### [Work request]
An exact copy of the entries is required, excluding any pictures.

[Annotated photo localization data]

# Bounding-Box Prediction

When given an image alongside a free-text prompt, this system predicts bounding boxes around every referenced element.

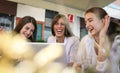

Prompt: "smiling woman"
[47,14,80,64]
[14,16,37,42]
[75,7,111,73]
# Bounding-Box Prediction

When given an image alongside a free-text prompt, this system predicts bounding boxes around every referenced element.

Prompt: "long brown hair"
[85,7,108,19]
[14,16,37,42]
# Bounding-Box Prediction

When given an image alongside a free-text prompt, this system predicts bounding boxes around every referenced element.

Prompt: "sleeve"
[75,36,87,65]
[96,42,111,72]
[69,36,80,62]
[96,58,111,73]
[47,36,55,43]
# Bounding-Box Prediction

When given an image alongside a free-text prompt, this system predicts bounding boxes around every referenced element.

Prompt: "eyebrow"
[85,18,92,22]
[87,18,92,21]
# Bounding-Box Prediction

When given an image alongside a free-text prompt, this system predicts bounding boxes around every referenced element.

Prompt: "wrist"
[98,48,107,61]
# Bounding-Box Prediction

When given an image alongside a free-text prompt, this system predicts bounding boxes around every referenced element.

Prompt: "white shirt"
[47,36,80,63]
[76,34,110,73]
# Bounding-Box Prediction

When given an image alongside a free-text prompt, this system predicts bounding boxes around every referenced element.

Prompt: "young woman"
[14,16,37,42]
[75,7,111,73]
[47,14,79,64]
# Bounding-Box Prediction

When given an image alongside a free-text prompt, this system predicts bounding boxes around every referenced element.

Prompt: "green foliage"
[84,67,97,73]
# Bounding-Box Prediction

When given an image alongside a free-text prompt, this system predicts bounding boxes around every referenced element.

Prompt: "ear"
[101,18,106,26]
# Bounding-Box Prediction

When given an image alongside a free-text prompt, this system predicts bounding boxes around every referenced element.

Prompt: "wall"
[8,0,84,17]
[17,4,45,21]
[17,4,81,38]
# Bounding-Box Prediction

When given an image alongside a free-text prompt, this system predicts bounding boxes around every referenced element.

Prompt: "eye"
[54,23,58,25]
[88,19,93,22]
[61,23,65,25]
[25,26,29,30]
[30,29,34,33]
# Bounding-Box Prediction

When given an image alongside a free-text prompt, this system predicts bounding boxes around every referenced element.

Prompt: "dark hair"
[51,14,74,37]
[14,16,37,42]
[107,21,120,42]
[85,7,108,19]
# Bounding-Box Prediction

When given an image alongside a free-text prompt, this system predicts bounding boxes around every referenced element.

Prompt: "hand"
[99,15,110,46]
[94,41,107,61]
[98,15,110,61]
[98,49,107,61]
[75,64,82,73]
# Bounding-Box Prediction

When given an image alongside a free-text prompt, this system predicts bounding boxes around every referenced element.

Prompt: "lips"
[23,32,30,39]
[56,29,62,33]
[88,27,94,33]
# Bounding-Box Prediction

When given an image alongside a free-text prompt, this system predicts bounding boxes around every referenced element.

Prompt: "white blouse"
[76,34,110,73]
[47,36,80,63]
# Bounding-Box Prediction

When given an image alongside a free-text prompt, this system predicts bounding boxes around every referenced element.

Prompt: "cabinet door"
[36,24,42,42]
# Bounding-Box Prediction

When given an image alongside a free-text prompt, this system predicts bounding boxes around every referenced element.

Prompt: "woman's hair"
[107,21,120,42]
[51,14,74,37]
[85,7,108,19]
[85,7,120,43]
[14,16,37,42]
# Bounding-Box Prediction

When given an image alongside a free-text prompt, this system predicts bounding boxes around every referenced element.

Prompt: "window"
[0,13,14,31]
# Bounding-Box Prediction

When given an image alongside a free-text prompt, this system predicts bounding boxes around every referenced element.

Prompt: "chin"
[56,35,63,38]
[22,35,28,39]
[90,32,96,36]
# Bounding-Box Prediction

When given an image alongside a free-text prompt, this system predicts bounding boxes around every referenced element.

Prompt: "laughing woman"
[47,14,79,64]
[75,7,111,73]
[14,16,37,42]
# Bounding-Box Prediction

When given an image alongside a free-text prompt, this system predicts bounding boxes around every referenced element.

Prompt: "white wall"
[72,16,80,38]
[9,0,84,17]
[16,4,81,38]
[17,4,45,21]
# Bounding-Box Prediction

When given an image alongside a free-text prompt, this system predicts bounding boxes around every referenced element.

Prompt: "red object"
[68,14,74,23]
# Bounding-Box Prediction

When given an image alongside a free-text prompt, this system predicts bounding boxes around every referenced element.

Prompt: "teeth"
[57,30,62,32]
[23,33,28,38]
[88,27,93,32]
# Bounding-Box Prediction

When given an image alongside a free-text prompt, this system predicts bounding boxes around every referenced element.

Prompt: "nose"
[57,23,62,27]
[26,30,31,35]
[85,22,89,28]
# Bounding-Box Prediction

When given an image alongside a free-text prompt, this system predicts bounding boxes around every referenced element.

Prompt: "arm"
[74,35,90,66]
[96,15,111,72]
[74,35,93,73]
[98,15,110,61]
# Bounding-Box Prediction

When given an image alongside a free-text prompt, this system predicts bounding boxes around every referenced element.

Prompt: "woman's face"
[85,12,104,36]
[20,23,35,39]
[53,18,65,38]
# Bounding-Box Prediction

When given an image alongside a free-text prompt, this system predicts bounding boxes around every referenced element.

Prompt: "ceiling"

### [Solution to this problem]
# Bounding-Box Prediction

When given an image alongside a free-text prompt, this system predicts bounding boxes around every referenced element.


Prompt: "smiling woman"
[47,14,80,64]
[14,16,37,42]
[75,7,111,73]
# Bounding-Box Prediction

When given an image alongside a free-text prompt, this system predicts bounding boxes around every referenced element.

Prompt: "long brown hair"
[85,7,108,19]
[14,16,37,42]
# Bounding-Box Prediction

When given an image alongside a free-text prompt, this system predicts bounding boxes around every referenced element.

Prompt: "sleeve"
[75,36,87,65]
[96,42,111,72]
[69,36,80,62]
[96,58,111,73]
[47,36,55,43]
# Bounding-Box Prediction

When given an image alongside a free-text prompt, this system predicts bounding boxes around every referenced element.

Prompt: "eyebrow"
[85,18,92,22]
[87,18,92,21]
# Bounding-Box Prediction

When given an image alongside a free-text prompt, this system predicts bounding boxes around every referenced element.

Prompt: "wrist"
[98,48,107,61]
# Bounding-Box Prediction

When given an image alongside a free-text prompt, this system predicts bounding boxes around every referenced element.

Prompt: "white shirt"
[47,36,80,63]
[76,34,110,73]
# Bounding-Box Prediction

When given an image alongside a free-text prompt, this system predicts bounding boxes around every referenced element.

Prompt: "young woman"
[14,16,37,42]
[75,7,111,73]
[47,14,79,64]
# Bounding-Box Prediction

When given an image alongside a free-text prompt, this system predicts bounding boxes around every referenced element.

Prompt: "green foliage"
[84,67,97,73]
# Bounding-Box Prediction

When given an image alongside a free-text prompt, this system predicts bounding boxes around every referenced element.

Prompt: "ear"
[101,18,106,26]
# Bounding-Box Prediction

When given an image alongside a free-text prompt, this system predicts bounding boxes around every referenced element.

Prompt: "wall"
[8,0,84,17]
[17,4,45,21]
[17,4,81,38]
# Bounding-Box Prediction

When given an image alongside a free-text prompt, this system predicts bounding boxes around every referenced element.

Prompt: "eye"
[54,23,58,25]
[88,19,93,22]
[61,23,65,25]
[25,26,29,30]
[30,29,34,33]
# Bounding-Box Prediction

When given an image alongside a free-text prompt, this system predicts bounding boxes around every referenced element.

Prompt: "dark hair"
[51,14,74,37]
[14,16,37,42]
[107,21,120,42]
[85,7,108,19]
# Bounding-Box Prediction

When given an image alongside a free-text prompt, this system predicts bounding boxes around every referenced element.

Prompt: "hand"
[99,15,110,46]
[94,41,107,61]
[98,15,110,61]
[98,49,107,61]
[75,64,82,73]
# Bounding-Box Prediction

When given an image alongside a free-text prompt, this system predicts bounding boxes around every referenced element.

Prompt: "lips"
[23,32,30,39]
[56,29,62,33]
[88,27,94,33]
# Bounding-Box Prediction

When given an image alongside a free-text prompt, this system predicts bounding boxes around every referenced element.

Prompt: "white blouse"
[76,34,110,73]
[47,36,80,63]
# Bounding-Box Prediction

When given an image alongside a free-text prompt, this system predicts bounding boxes around every referenced element.

Prompt: "cabinet door"
[36,24,42,42]
# Bounding-Box Prediction

When given an image alongside a free-text prompt, this system predicts bounding boxes around every referenced element.

Prompt: "woman's hair"
[107,21,120,42]
[51,14,74,37]
[85,7,108,19]
[85,7,120,43]
[14,16,37,42]
# Bounding-Box Prediction

When given an image alongside a free-text prompt, this system predicts bounding boxes around every referenced element.

Prompt: "window"
[0,13,14,31]
# Bounding-Box Prediction

When given an image alongside a free-text prompt, this system predicts bounding boxes around every referenced element.

Prompt: "chin"
[56,35,63,38]
[22,35,28,39]
[90,32,96,36]
# Bounding-Box Prediction

When given an image alongside a free-text prompt, this system predicts bounding boxes around every referenced element.

Prompt: "laughing woman"
[47,14,79,64]
[75,7,111,73]
[14,16,37,42]
# Bounding-Box Prediction

When given an image alongside a free-text prompt, this system predicts bounding boxes around every referenced element.

Prompt: "white wall"
[72,16,80,38]
[9,0,84,17]
[16,4,81,38]
[17,4,45,21]
# Bounding-Box Prediction

When given an image alongside a free-text prompt, this system predicts bounding boxes around every referenced element.

Prompt: "red object"
[68,14,74,23]
# Bounding-Box Prediction

When given an image alongside a free-text prompt, this system predicts bounding boxes around every referenced element.

Prompt: "teeth"
[57,30,62,32]
[23,33,28,38]
[88,27,93,32]
# Bounding-Box Prediction

When given an image alongside a free-text prompt, this system predicts bounding boxes around every referenced element.

Prompt: "nose"
[57,23,62,27]
[26,30,31,35]
[85,22,89,28]
# Bounding-Box Prediction

When given an image alongside a free-text prompt, this system predicts bounding boxes around every referenced element.

Prompt: "arm"
[74,35,90,66]
[96,15,111,72]
[74,35,93,73]
[98,15,110,61]
# Bounding-Box Prediction

When given an image alongside a free-text prompt, this system predicts bounding boxes around every referenced element.

Prompt: "woman's face"
[85,12,104,36]
[20,23,35,39]
[53,18,65,38]
# Bounding-Box Prediction

When given an image alongside a free-text prompt, this system predicts bounding boxes around every referenced element.

Prompt: "ceiling"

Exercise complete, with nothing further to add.